# TEXT PROVIDED
***

Mark: When a first draft is finished, I show it to my wife, my agent and a close friend who is a voracious crime reader. Then I do another quick draft and deliver it to my editor. Then I cross my fingers and have a long lie down.

Morgen: With some spicy food. :) Do you do a lot of editing or do you find that as time goes on your writing is more fully-formed?

Mark: Yes, there’s less editing now than there was. I take a perverse pride in delivering a very “clean” manuscript and there’s usually no more than two more drafts after that. That said, the work still NEEDS editing. There isn’t a writer alive whose work cannot be improved by the suggestions of others.

Morgen: Because sometimes we’re too close to it. I totally agree. I wouldn’t release anything without a second opinion and my editor not only spots flaws (thankfully not too many) but also comes up with some wonderful suggestions. Do you have to do much research for your novels?

Mark: There’s usually something specific I need to research, but as to the general business of police procedure, I’ve become less manic about it than I was. It’s a novel, so I’m no longer bothered by emails from readers pointing out that there isn’t a coffee shop where I said there was one or whatever. If something is crucial to the plot, I’ll make sure I get it right, but beyond that I’m not overly fussed. I really hate those novels where you can SEE the research.

Morgen: What’s your writing process – do you write on paper or do you prefer a computer?

Mark: I write on a laptop, though I do have a notebook with scribbled ideas, fragments of dialogue, doodles and so on.

Morgen: Some writers like quiet, others the noise of a coffee shop etc. Do you listen to music or have noise around you when you write or do you need silence?

Mark: I love music so much that to have it playing while I work would be far too distracting. So, silence, yes – though that usually means moments of silence in between kids shouting, dogs barking etc etc.

Morgen: In my case the one dog. What point of view do you find most to your liking: first person or third person? Have you ever tried second person?

Mark: Not tried second. I like a mixture of first and third, though one day I will write a book entirely in first. I think writing in first person, though it has disadvantages in terms of ‘point of view’ is a little easier. At least, you can write quicker.

Morgen: I adore second person and it suits dark, you might like it. :) Do you use prologues / epilogues? What do you think of the use of them?

Mark: I certainly have done. I know some writers hate them and Elmore Leonard advises against them, but I’ve often found them useful. They work like a theatrical tease or trailer and can set a mood. I like a prologue that you then spend the rest of the book getting back to.

Morgen: Do you have pieces of work that you think will never see light of day?

Mark: No, there’s nothing hidden away in a drawer as far as I can remember. Probably for the best.

***

# PROVIDED RECORDS
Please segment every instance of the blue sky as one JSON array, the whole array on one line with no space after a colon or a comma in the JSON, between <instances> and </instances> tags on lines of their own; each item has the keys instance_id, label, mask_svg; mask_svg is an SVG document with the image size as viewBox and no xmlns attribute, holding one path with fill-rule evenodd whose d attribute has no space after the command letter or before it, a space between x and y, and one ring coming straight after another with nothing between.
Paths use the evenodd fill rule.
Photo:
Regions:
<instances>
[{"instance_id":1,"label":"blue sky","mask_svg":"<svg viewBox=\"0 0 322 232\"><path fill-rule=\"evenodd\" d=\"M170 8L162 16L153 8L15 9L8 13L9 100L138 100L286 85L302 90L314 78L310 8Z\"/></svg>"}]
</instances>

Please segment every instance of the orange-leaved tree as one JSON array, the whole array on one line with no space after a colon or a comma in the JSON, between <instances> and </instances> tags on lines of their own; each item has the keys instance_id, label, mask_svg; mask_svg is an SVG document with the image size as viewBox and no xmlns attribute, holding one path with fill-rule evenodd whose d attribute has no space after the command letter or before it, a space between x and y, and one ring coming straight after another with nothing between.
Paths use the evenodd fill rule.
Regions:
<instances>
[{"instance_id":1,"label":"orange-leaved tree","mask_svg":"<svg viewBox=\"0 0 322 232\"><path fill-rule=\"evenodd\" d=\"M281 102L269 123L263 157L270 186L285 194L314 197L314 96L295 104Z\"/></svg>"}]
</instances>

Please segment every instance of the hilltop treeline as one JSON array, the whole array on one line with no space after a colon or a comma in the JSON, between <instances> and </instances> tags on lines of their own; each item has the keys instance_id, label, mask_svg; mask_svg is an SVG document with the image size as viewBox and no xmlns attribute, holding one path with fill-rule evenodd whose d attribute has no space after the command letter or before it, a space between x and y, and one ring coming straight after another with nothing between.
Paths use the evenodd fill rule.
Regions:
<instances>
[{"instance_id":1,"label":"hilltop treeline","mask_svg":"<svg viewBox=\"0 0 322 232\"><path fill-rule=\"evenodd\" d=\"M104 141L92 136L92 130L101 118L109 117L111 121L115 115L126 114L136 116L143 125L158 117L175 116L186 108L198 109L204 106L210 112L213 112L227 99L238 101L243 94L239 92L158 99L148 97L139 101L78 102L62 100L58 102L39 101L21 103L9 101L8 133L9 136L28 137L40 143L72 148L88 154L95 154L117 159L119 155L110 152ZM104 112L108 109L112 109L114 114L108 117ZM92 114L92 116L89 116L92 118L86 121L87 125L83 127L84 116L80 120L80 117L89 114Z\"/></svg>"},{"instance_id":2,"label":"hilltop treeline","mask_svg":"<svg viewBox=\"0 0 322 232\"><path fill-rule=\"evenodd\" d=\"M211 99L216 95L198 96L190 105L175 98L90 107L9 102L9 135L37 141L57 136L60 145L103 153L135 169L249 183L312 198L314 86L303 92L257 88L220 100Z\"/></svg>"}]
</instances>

***

# WORK TO COMPLETE
[a] According to the interview, who does Mark show a finished first draft to?
[b] Repeat the part of the interview starting with "Morgen: Because sometimes" and going on through "for your novels?".
The lines aren't needed here.

# ANSWERS
[a] He shows it to his wife, his agent and a close friend who is a voracious crime reader.

[b]
Morgen: Because sometimes we’re too close to it. I totally agree. I wouldn’t release anything without a second opinion and my editor not only spots flaws (thankfully not too many) but also comes up with some wonderful suggestions. Do you have to do much research for your novels?